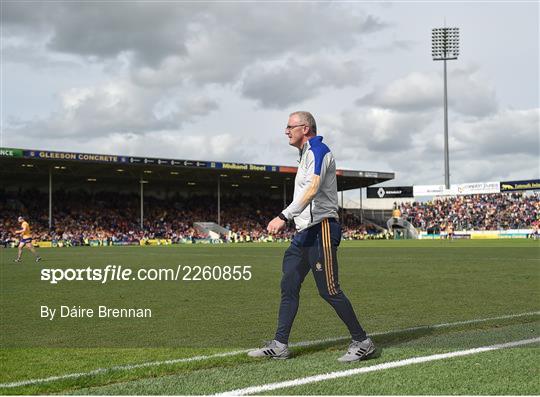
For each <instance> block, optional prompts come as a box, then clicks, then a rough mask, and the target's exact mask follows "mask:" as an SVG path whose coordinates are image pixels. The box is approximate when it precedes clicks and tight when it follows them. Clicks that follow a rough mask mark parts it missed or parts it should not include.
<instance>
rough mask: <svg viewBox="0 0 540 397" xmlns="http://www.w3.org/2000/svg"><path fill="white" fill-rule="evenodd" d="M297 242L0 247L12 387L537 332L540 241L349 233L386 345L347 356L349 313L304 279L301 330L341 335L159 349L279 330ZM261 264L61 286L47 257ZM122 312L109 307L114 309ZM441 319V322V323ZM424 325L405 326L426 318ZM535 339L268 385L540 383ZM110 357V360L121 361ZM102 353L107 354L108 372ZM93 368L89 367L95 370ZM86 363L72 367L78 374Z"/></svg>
mask: <svg viewBox="0 0 540 397" xmlns="http://www.w3.org/2000/svg"><path fill="white" fill-rule="evenodd" d="M286 247H287V246H286V245H285V244H245V245H228V246H203V245H196V246H174V247H105V248H66V249H43V250H42V256H43V258H44V261H43V262H41V263H39V264H36V263H34V262H32V261H31V256H30V255H29V253H25V257H24V259H23V263H22V264H15V263H12V262H11V260H12V257H13V256H15V250H1V251H0V270H1V289H2V294H1V299H2V305H1V307H2V309H1V314H2V323H1V333H2V351H1V353H0V354H1V362H2V371H1V373H0V383H2V385H6V384H8V383H13V382H19V381H26V380H36V379H41V378H48V377H51V376H58V377H59V378H58V379H55V380H48V381H44V382H43V381H39V382H32V383H30V384H25V385H21V386H18V387H5V386H4V387H1V386H0V392H2V393H3V394H47V393H61V394H69V393H73V394H210V393H217V392H224V391H228V390H233V389H238V388H243V387H249V386H255V385H261V384H266V383H270V382H277V381H283V380H291V379H297V378H303V377H306V376H310V375H316V374H321V373H326V372H331V371H339V370H343V369H348V368H354V367H358V366H370V365H375V364H378V363H383V362H390V361H395V360H400V359H404V358H410V357H414V356H421V355H430V354H435V353H441V352H448V351H455V350H462V349H468V348H472V347H478V346H485V345H490V344H493V343H504V342H510V341H514V340H521V339H528V338H533V337H538V336H540V331H539V321H540V315H538V314H530V315H524V316H519V317H509V318H505V319H496V320H488V321H473V322H470V323H465V324H455V325H451V324H448V323H454V322H460V321H463V320H481V319H486V318H492V317H500V316H506V315H511V314H520V313H533V312H538V311H539V310H540V299H539V298H540V288H539V287H540V266H539V265H540V244H539V242H535V241H525V240H491V241H474V240H472V241H452V242H449V241H363V242H344V243H342V246H341V247H340V249H339V252H338V258H339V265H340V270H339V272H340V284H341V287H342V289H343V290H344V291H345V293H346V294H347V296H348V297H349V299H350V300H351V302H352V303H353V306H354V307H355V310H356V311H357V314H358V316H359V318H360V322H361V323H362V325H363V326H364V328H366V330H367V331H368V333H370V332H371V333H379V334H378V335H377V336H375V337H374V340H375V342H376V343H377V344H378V345H379V346H380V347H381V348H382V351H381V352H380V355H379V356H378V357H376V358H373V359H371V360H367V361H365V362H361V363H356V364H353V365H352V366H351V365H349V366H344V365H343V364H340V363H338V362H337V361H336V359H337V357H339V355H341V354H342V352H343V351H344V350H345V349H346V346H347V343H348V342H347V340H346V336H347V333H346V329H345V327H344V325H343V324H342V323H341V322H340V320H339V319H338V318H337V316H336V315H335V313H334V312H333V311H332V309H331V307H330V306H329V305H328V304H327V303H326V302H324V301H323V300H322V299H321V298H320V297H319V296H318V294H317V290H316V287H315V284H314V282H313V279H312V276H311V275H308V276H307V278H306V281H305V282H304V285H303V288H302V293H301V303H300V310H299V313H298V316H297V319H296V322H295V325H294V328H293V332H292V335H291V342H292V343H294V342H300V341H306V340H321V339H325V338H334V339H335V338H336V337H344V339H340V340H334V341H331V342H326V343H319V344H314V345H311V346H308V347H294V348H293V352H294V358H293V359H291V360H287V361H278V360H253V359H249V358H248V357H246V355H245V354H236V355H230V356H225V357H223V356H222V357H210V358H207V359H200V360H194V361H176V362H173V363H161V364H159V365H152V366H143V367H135V368H133V367H128V368H126V367H122V368H116V369H115V368H113V367H115V366H122V365H133V364H140V363H148V362H163V361H166V360H171V359H183V358H188V357H196V356H201V355H213V354H216V353H227V352H230V351H239V350H244V349H248V348H253V347H257V346H258V345H260V343H261V341H262V340H263V339H271V338H272V336H273V332H274V328H275V323H276V318H277V309H278V304H279V282H280V274H281V259H282V255H283V252H284V250H285V249H286ZM107 264H112V265H123V266H129V267H132V268H134V269H138V268H141V267H146V268H157V267H175V266H177V265H179V264H181V265H192V266H193V265H201V266H204V265H208V266H235V265H241V266H244V265H249V266H252V268H251V272H252V275H253V277H252V279H251V280H249V281H238V282H233V281H200V282H174V281H167V282H164V281H155V282H148V281H132V282H116V283H109V284H106V285H98V284H96V283H92V282H70V283H60V284H58V285H56V286H51V285H50V284H47V283H45V282H44V281H41V280H40V279H39V277H40V268H43V267H58V268H67V267H85V266H93V267H104V266H106V265H107ZM62 303H65V304H67V305H78V304H80V305H92V304H106V305H112V306H113V305H116V306H126V305H128V306H134V305H135V306H137V305H147V306H150V307H152V308H153V312H154V316H153V318H151V319H144V320H142V321H141V319H122V320H119V319H107V320H104V321H98V320H97V319H86V320H84V319H77V320H71V321H69V320H67V319H66V320H65V321H58V322H57V321H49V320H47V319H42V318H40V316H39V306H40V305H42V304H62ZM109 320H110V321H109ZM443 323H445V324H448V325H447V326H444V327H430V326H431V325H436V324H443ZM419 326H421V328H418V329H416V330H408V331H407V330H406V331H402V330H404V329H407V328H411V327H419ZM538 347H539V345H538V344H533V345H530V346H527V347H520V348H512V349H505V350H498V351H493V352H487V353H481V354H478V355H473V356H468V357H461V358H453V359H448V360H442V361H438V362H431V363H424V364H418V365H411V366H408V367H402V368H395V369H388V370H384V371H379V372H374V373H367V374H362V375H356V376H352V377H347V378H341V379H336V380H329V381H324V382H319V383H313V384H307V385H303V386H297V387H290V388H284V389H279V390H274V391H272V392H271V393H270V394H540V385H539V383H538V381H537V379H538V378H539V376H538V375H540V360H539V358H538V357H539V355H538V352H539V349H538ZM111 368H113V369H111ZM96 369H103V370H102V371H99V372H96ZM92 371H93V372H92ZM73 373H79V375H77V376H75V377H68V378H66V377H65V375H66V374H73Z"/></svg>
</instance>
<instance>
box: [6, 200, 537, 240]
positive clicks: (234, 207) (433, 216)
mask: <svg viewBox="0 0 540 397" xmlns="http://www.w3.org/2000/svg"><path fill="white" fill-rule="evenodd" d="M53 203H54V205H53V214H54V215H53V227H52V229H51V230H49V228H48V196H47V194H46V193H44V192H40V191H37V190H27V191H24V192H22V191H19V192H2V194H1V195H0V219H1V221H2V225H3V227H2V229H0V241H2V242H3V243H4V245H6V244H7V242H9V241H10V240H11V239H13V231H14V230H16V229H18V228H19V225H18V224H17V216H18V215H23V216H25V217H27V218H28V220H29V221H30V224H31V225H32V231H33V235H34V238H35V239H36V240H39V241H51V242H56V243H60V244H64V245H89V244H90V242H91V241H98V242H100V243H103V242H106V244H141V243H142V244H144V243H145V241H147V240H151V239H157V240H161V239H163V240H169V241H170V242H172V243H190V242H195V241H197V240H201V241H205V240H209V239H212V240H213V242H253V241H284V240H289V239H291V238H292V236H293V234H294V226H293V225H292V224H290V225H289V226H288V228H287V229H285V230H284V231H282V232H281V233H279V234H278V235H274V236H272V235H269V234H268V233H267V232H266V225H267V223H268V222H269V220H271V219H272V218H273V217H274V216H275V215H276V214H278V213H279V212H280V211H281V210H282V206H283V202H282V201H281V200H278V199H276V200H272V199H269V198H268V197H266V196H265V197H262V196H261V197H253V196H250V197H249V198H248V197H243V196H241V195H239V196H236V197H234V198H230V197H229V198H226V199H223V200H222V202H221V212H220V214H221V225H222V226H223V227H225V228H226V229H228V230H229V232H228V233H221V234H219V235H217V236H216V235H214V237H211V236H209V235H208V233H207V232H205V231H203V230H201V229H200V228H197V227H196V225H195V223H196V222H217V204H216V199H215V197H209V196H194V197H191V198H186V197H181V196H178V195H175V196H171V197H169V198H166V199H165V198H157V197H152V196H148V197H145V212H144V227H143V228H141V227H140V224H139V219H140V218H139V217H140V213H139V211H140V202H139V196H138V195H137V194H120V193H117V192H99V193H88V192H85V191H69V192H67V191H57V192H55V193H54V201H53ZM401 212H402V217H403V218H405V219H407V220H409V221H410V222H411V223H412V224H413V226H414V227H416V228H418V229H420V230H423V231H426V230H429V229H430V228H431V229H433V228H443V227H444V226H445V225H447V224H448V223H452V224H453V226H454V230H501V229H520V228H532V227H534V226H535V225H536V224H538V219H539V217H540V195H538V194H535V195H523V194H520V193H514V194H492V195H475V196H458V197H449V198H444V199H435V200H432V201H428V202H423V203H421V202H414V203H403V204H401ZM341 223H342V229H343V238H344V239H347V240H359V239H367V238H390V235H389V234H388V233H387V232H386V231H385V230H384V229H382V228H381V227H379V226H377V225H375V224H372V223H366V222H362V219H361V218H360V217H359V215H358V214H353V213H347V212H345V214H344V219H342V220H341Z"/></svg>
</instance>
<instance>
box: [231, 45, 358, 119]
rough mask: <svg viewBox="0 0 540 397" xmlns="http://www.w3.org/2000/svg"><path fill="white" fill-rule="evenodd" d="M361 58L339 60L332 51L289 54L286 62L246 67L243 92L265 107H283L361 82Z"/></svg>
mask: <svg viewBox="0 0 540 397" xmlns="http://www.w3.org/2000/svg"><path fill="white" fill-rule="evenodd" d="M361 65H362V63H361V61H360V60H341V59H340V60H337V59H335V58H333V57H332V56H329V55H321V56H318V57H309V58H305V59H303V58H300V57H290V58H288V59H287V60H286V61H285V62H284V63H282V64H278V65H273V64H271V63H270V64H268V63H266V64H260V63H259V64H256V65H254V66H252V67H249V68H247V70H246V72H245V74H244V76H243V79H242V85H241V92H242V94H243V95H244V96H246V97H247V98H251V99H255V100H256V101H258V102H260V103H261V104H262V105H263V106H264V107H269V108H278V109H283V108H285V107H287V106H290V105H292V104H295V103H299V102H302V101H304V100H306V99H309V98H312V97H314V96H316V95H317V94H318V93H319V92H320V91H321V90H322V89H325V88H328V87H334V88H343V87H345V86H347V85H351V86H354V85H358V84H359V83H360V81H362V79H363V70H362V66H361Z"/></svg>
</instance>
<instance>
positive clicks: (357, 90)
mask: <svg viewBox="0 0 540 397" xmlns="http://www.w3.org/2000/svg"><path fill="white" fill-rule="evenodd" d="M1 7H2V9H1V14H2V15H1V19H2V28H1V29H2V31H1V39H2V42H1V50H2V60H1V61H2V74H1V79H2V109H1V110H2V115H1V122H2V134H1V141H0V146H6V147H22V148H34V149H48V150H66V151H83V152H95V153H110V154H126V155H139V156H155V157H172V158H186V159H201V160H218V161H219V160H223V161H237V162H253V163H263V164H282V165H295V164H296V157H297V153H296V151H295V150H294V149H293V148H291V147H289V146H288V145H287V140H286V138H285V136H284V131H283V128H284V126H285V125H286V122H287V116H288V114H289V113H290V112H292V111H295V110H309V111H311V112H312V113H313V114H314V115H315V117H316V119H317V121H318V128H319V134H320V135H323V136H324V139H325V142H327V144H328V145H329V146H330V147H331V149H332V150H333V152H334V154H335V156H336V158H337V162H338V167H340V168H346V169H357V170H375V171H393V172H395V173H396V180H395V181H393V182H392V183H391V184H394V185H396V184H401V185H409V184H442V183H443V182H444V164H443V160H442V159H443V110H442V98H443V96H442V91H443V79H442V70H443V65H442V63H441V62H434V61H432V59H431V29H432V28H434V27H442V26H444V24H445V23H446V25H447V26H456V27H459V28H460V36H461V37H460V40H461V43H460V47H461V48H460V57H459V60H457V61H450V62H449V63H448V70H449V75H448V84H449V124H450V128H449V131H450V151H451V153H450V159H451V163H450V168H451V180H452V182H453V183H463V182H479V181H491V180H495V181H498V180H504V179H528V178H538V177H539V174H540V171H539V168H540V164H539V155H540V154H539V150H540V146H539V145H540V144H539V139H540V138H539V135H540V133H539V114H540V109H539V40H538V37H539V3H538V2H536V1H534V2H521V3H519V2H477V3H471V2H429V3H428V2H399V3H387V2H384V3H382V2H381V3H376V2H369V3H368V2H331V3H330V2H329V3H323V2H317V3H309V2H294V3H292V2H180V1H162V2H158V1H155V2H149V1H147V2H126V1H107V2H105V1H54V2H53V1H46V0H44V1H39V2H32V1H13V2H10V1H5V0H2V3H1Z"/></svg>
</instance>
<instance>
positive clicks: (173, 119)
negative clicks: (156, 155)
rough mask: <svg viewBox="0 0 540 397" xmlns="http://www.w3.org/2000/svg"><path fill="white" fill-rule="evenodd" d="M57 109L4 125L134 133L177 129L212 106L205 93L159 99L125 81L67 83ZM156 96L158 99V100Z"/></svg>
mask: <svg viewBox="0 0 540 397" xmlns="http://www.w3.org/2000/svg"><path fill="white" fill-rule="evenodd" d="M61 99H62V107H61V110H60V111H57V112H54V113H52V114H50V115H49V116H48V117H45V118H39V119H33V120H16V121H15V122H11V123H10V126H8V130H9V129H10V128H11V129H12V130H13V132H19V133H21V132H23V133H24V134H26V135H28V136H34V137H35V136H40V137H41V136H47V137H57V138H58V137H63V138H66V137H71V138H74V139H78V140H89V139H91V138H95V137H99V136H108V135H110V134H113V133H130V134H134V135H140V134H144V133H148V132H152V131H159V130H167V129H173V130H178V129H180V128H181V126H182V125H183V124H184V123H186V122H190V121H193V120H195V119H196V118H197V117H200V116H204V115H206V114H208V113H210V112H212V111H214V110H216V109H217V108H218V105H217V103H216V102H215V101H214V100H212V99H209V98H206V97H201V96H198V97H193V98H184V99H178V98H177V97H174V96H172V97H171V98H169V99H167V100H163V99H162V97H161V93H159V92H152V91H149V90H144V89H141V88H138V87H135V86H133V85H130V84H128V83H110V84H105V85H102V86H99V87H95V88H83V89H72V90H68V91H65V92H63V93H62V94H61ZM160 100H161V101H160Z"/></svg>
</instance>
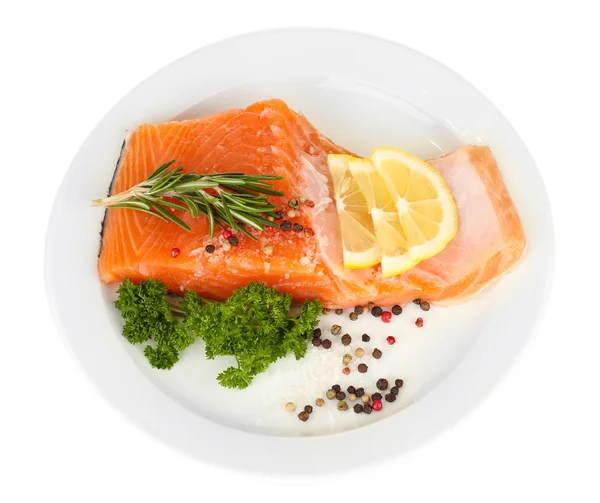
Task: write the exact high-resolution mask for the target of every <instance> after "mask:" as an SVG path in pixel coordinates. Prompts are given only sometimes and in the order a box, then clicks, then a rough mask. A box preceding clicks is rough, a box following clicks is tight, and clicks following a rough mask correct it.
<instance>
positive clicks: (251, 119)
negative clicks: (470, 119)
mask: <svg viewBox="0 0 600 503" xmlns="http://www.w3.org/2000/svg"><path fill="white" fill-rule="evenodd" d="M330 153H350V152H348V151H347V150H346V149H344V148H342V147H339V146H337V145H336V144H334V143H333V142H332V141H330V140H329V139H327V138H326V137H324V136H323V135H321V134H320V133H319V131H317V130H316V129H315V128H314V127H313V126H312V125H311V124H310V123H309V122H308V121H307V120H306V119H305V118H304V117H303V116H302V115H299V114H297V113H296V112H294V111H293V110H291V109H290V108H289V107H288V106H287V105H286V104H285V103H284V102H283V101H281V100H276V99H274V100H267V101H261V102H258V103H255V104H253V105H251V106H249V107H248V108H246V109H245V110H228V111H225V112H223V113H220V114H217V115H213V116H210V117H203V118H200V119H194V120H187V121H181V122H167V123H162V124H155V125H152V124H144V125H142V126H140V127H138V128H137V129H136V130H135V131H133V132H132V133H131V134H130V135H129V136H128V138H127V140H126V142H125V145H124V147H123V151H122V154H121V158H120V159H119V162H118V165H117V168H116V172H115V177H114V181H113V184H112V189H111V191H112V193H113V194H115V193H118V192H122V191H124V190H127V189H129V188H130V187H132V186H133V185H135V184H136V183H139V182H141V181H143V180H144V179H146V178H147V177H148V176H149V175H150V174H151V173H152V172H153V171H154V170H155V169H156V168H157V167H158V166H159V165H161V164H162V163H165V162H168V161H171V160H175V161H176V164H175V165H176V166H179V165H183V166H184V169H185V170H186V171H195V172H198V173H213V172H227V171H236V172H240V171H243V172H245V173H262V174H275V175H280V176H282V177H283V178H282V179H281V180H278V181H276V182H275V183H274V185H275V188H276V190H279V191H282V192H284V193H285V194H286V196H285V197H284V198H276V197H274V198H272V201H273V202H274V203H275V204H279V205H281V206H282V208H283V207H285V210H286V211H287V210H288V208H287V205H286V204H287V201H288V200H289V199H291V198H299V197H301V196H305V197H308V199H309V200H310V201H312V202H314V207H312V208H311V207H309V205H300V208H299V211H298V215H297V216H296V217H294V218H291V219H290V220H291V221H292V222H294V223H295V222H297V223H299V224H301V225H302V226H303V228H304V229H307V228H308V229H311V230H312V231H313V232H314V235H310V234H311V233H310V231H309V232H307V233H305V232H304V231H302V232H294V231H288V232H284V231H282V230H280V229H275V230H274V231H273V232H270V233H266V232H263V233H260V234H259V233H257V234H256V235H257V237H258V241H253V240H251V239H250V238H248V237H247V236H244V235H243V234H241V233H239V234H237V236H238V237H239V245H238V246H233V247H231V249H230V250H228V251H225V250H224V249H223V246H222V244H223V238H222V236H220V234H221V233H220V232H219V231H218V230H217V233H216V234H215V236H214V237H212V238H211V237H210V236H209V234H208V221H207V219H206V218H204V217H200V218H196V219H193V218H191V217H190V215H189V213H186V212H178V215H179V216H180V217H181V218H182V219H183V220H184V221H185V222H186V223H187V224H188V225H189V226H190V227H191V228H192V231H191V232H187V231H185V230H184V229H181V228H180V227H179V226H177V225H175V224H173V223H167V222H164V221H162V220H160V219H158V218H155V217H153V216H151V215H148V214H146V213H142V212H138V211H133V210H127V209H109V210H107V212H106V217H105V221H104V227H103V236H102V248H101V252H100V258H99V262H98V271H99V274H100V279H101V280H102V282H104V283H112V282H118V281H122V280H123V279H125V278H131V279H132V280H133V281H141V280H144V279H147V278H157V279H160V280H162V281H163V282H164V283H165V284H166V285H167V286H168V288H169V290H170V291H171V292H173V293H182V292H184V291H186V290H188V289H191V290H195V291H196V292H198V293H199V294H200V295H203V296H206V297H210V298H214V299H225V298H227V297H228V296H229V295H231V293H232V292H233V291H234V290H235V289H236V288H238V287H240V286H243V285H246V284H247V283H249V282H250V281H257V280H258V281H262V282H264V283H266V284H267V285H269V286H272V287H276V288H277V289H279V290H280V291H282V292H285V293H289V294H291V295H292V296H293V298H294V300H295V301H303V300H305V299H311V298H319V299H321V301H322V302H323V305H325V306H328V307H349V306H355V305H364V304H366V303H367V302H375V303H376V304H380V305H392V304H402V303H406V302H408V301H411V300H413V299H415V298H417V297H419V298H423V299H427V300H429V301H434V302H436V301H437V302H444V303H453V302H459V301H463V300H466V299H468V298H470V297H472V296H473V295H475V294H476V293H477V292H479V291H480V290H481V289H482V288H484V287H485V286H487V285H488V284H490V283H491V282H492V281H493V280H494V279H495V278H497V277H499V276H500V275H501V274H503V273H504V272H506V271H508V270H509V269H510V268H511V267H512V266H513V265H514V264H515V263H516V262H517V261H518V260H519V258H520V257H521V255H522V254H523V251H524V249H525V236H524V234H523V229H522V226H521V222H520V220H519V216H518V214H517V211H516V209H515V207H514V205H513V202H512V200H511V198H510V196H509V194H508V192H507V190H506V187H505V185H504V183H503V180H502V176H501V174H500V171H499V169H498V166H497V164H496V161H495V159H494V156H493V154H492V152H491V151H490V149H489V148H487V147H479V146H467V147H464V148H461V149H459V150H457V151H455V152H453V153H450V154H447V155H445V156H443V157H440V158H438V159H431V160H429V161H428V163H429V164H430V165H431V166H433V167H434V168H435V169H437V170H438V171H439V172H440V174H441V175H442V176H443V178H444V179H445V180H446V183H447V184H448V187H449V188H450V190H451V192H452V194H453V196H454V199H455V201H456V204H457V208H458V219H459V230H458V233H457V235H456V237H455V238H454V239H453V240H452V241H451V242H450V244H449V245H448V246H447V247H446V249H444V250H443V251H442V252H441V253H439V254H438V255H436V256H434V257H433V258H430V259H428V260H426V261H424V262H421V263H420V264H419V265H418V266H416V267H414V268H413V269H411V270H410V271H408V272H406V273H404V274H402V275H400V276H397V277H394V278H389V279H382V277H381V272H380V268H379V267H378V266H376V267H371V268H368V269H362V270H348V269H345V268H344V266H343V259H342V249H341V237H340V230H339V224H338V217H337V213H336V207H335V204H334V203H333V201H332V194H333V192H332V182H331V177H330V175H329V169H328V167H327V159H326V158H327V154H330ZM286 218H287V217H286ZM209 244H214V245H215V246H216V250H215V251H214V253H212V254H208V253H206V252H205V247H206V246H207V245H209ZM267 246H271V247H272V248H273V251H272V253H271V254H267V253H265V247H267ZM173 248H178V249H179V250H180V253H179V255H178V256H177V257H173V256H172V253H171V250H172V249H173ZM268 250H269V251H270V249H268Z"/></svg>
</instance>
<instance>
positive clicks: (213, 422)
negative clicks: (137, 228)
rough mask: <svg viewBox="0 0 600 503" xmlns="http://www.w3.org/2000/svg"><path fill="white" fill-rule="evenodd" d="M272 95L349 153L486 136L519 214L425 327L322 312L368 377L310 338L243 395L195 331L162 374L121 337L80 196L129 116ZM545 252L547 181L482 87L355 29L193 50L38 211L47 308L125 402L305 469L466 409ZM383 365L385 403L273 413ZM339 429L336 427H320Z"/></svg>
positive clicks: (396, 45) (124, 407)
+ + + + + + +
▸ **Task brief**
Please give again the lines above between the line holding "positive clicks: (173, 119)" and the line holding "negative clicks: (156, 155)", inclusive, exactly as they are and with nothing added.

▸ **Solution to this task**
positive clicks: (173, 119)
negative clicks: (156, 155)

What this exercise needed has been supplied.